La projection de la mémoire de l’Affaire Dreyfus sur la guerre d’Algérie (2001)

dimanche 18 septembre 2005.
 
Cette communication a été publiée à Toulouse dans le dossier "Evénements structurants de l’histoire contemporaine" de la revue MIHREC (Mémoires, Identités, Représentations, Histoire comparative de l’Europe), n° 5, 2001, pp. 43-46. Cette revue a été remplacée par la revue Diasporas, Histoire et société.

L’affaire Dreyfus est restée un modèle emblématique de l’injustice couverte par la raison d’Etat, et le mouvement dreyfusard un modèle exemplaire de l’engagement des intellectuels pour la justice. Par la suite, ce modèle a été appliqué à d’autres situations, notamment aux répressions coloniales, telles que le procès des députés malgaches en 1948, qui fut qualifié d’ « affaire Dreyfus à l’échelle de tout un peuple » par le professeur Mario Roques, membre de l’Institut. Mais c’est surtout la guerre d’Algérie qui fut perçue comme une nouvelle affaire Dreyfus par une catégorie d’intellectuels se réclamant explicitement de la tradition dreyfusarde, à l’occasion notamment de l’affaire Audin.

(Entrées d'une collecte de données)
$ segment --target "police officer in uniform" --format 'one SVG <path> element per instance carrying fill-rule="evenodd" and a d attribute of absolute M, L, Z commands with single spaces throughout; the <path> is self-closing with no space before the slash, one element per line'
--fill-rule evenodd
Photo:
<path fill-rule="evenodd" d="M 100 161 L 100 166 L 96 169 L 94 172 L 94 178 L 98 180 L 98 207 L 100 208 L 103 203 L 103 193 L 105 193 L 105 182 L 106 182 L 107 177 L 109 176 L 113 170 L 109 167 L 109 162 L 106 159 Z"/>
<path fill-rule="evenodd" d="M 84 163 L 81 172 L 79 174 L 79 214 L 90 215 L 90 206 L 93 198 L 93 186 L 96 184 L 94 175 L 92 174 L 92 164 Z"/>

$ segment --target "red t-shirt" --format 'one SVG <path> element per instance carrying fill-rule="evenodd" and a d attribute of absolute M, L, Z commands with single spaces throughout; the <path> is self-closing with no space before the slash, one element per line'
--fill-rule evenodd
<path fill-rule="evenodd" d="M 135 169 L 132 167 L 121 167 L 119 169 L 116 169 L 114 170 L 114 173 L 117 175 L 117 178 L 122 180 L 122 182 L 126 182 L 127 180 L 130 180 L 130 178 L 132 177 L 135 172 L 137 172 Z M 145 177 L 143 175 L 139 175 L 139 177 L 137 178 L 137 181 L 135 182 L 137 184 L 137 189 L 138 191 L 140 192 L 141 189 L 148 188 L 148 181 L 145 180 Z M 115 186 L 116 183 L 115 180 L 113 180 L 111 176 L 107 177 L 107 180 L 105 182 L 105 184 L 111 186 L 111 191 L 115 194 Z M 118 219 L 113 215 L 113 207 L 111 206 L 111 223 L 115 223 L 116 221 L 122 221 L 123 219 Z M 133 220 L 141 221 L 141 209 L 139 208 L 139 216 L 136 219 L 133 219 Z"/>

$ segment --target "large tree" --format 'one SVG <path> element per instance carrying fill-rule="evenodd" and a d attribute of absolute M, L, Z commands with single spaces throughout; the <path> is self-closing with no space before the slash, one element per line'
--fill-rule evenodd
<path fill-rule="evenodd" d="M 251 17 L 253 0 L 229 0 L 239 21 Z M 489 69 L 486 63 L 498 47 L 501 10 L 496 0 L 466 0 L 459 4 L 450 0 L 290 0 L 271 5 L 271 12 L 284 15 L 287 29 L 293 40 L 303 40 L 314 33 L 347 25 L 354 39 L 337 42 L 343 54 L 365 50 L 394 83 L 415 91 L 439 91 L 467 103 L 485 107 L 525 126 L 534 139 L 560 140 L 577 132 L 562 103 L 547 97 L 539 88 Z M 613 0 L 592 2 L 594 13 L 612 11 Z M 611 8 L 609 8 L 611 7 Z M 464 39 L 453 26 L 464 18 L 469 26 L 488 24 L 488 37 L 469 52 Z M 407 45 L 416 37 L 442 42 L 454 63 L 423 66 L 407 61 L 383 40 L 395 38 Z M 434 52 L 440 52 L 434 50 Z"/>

[ÉNONCÉ 1]:
Réécris tout le passage de l'extrait sur l'affaire Dreyfus et la guerre d'Algérie depuis « dimanche 18 septembre » jusqu'à « Histoire et société. », en remplaçant « communication » par « intervention ».
[ÉNONCÉ 2]:
Repère dans les entrées chaque ligne qui contient la chaîne « commands » et recopie-la.

[RÉSULTAT CORRECT 1]:
dimanche 18 septembre 2005.
 
Cette intervention a été publiée à Toulouse dans le dossier "Evénements structurants de l’histoire contemporaine" de la revue MIHREC (Mémoires, Identités, Représentations, Histoire comparative de l’Europe), n° 5, 2001, pp. 43-46. Cette revue a été remplacée par la revue Diasporas, Histoire et société.

[RÉSULTAT CORRECT 2]:
$ segment --target "police officer in uniform" --format 'one SVG <path> element per instance carrying fill-rule="evenodd" and a d attribute of absolute M, L, Z commands with single spaces throughout; the <path> is self-closing with no space before the slash, one element per line'
$ segment --target "red t-shirt" --format 'one SVG <path> element per instance carrying fill-rule="evenodd" and a d attribute of absolute M, L, Z commands with single spaces throughout; the <path> is self-closing with no space before the slash, one element per line'
$ segment --target "large tree" --format 'one SVG <path> element per instance carrying fill-rule="evenodd" and a d attribute of absolute M, L, Z commands with single spaces throughout; the <path> is self-closing with no space before the slash, one element per line'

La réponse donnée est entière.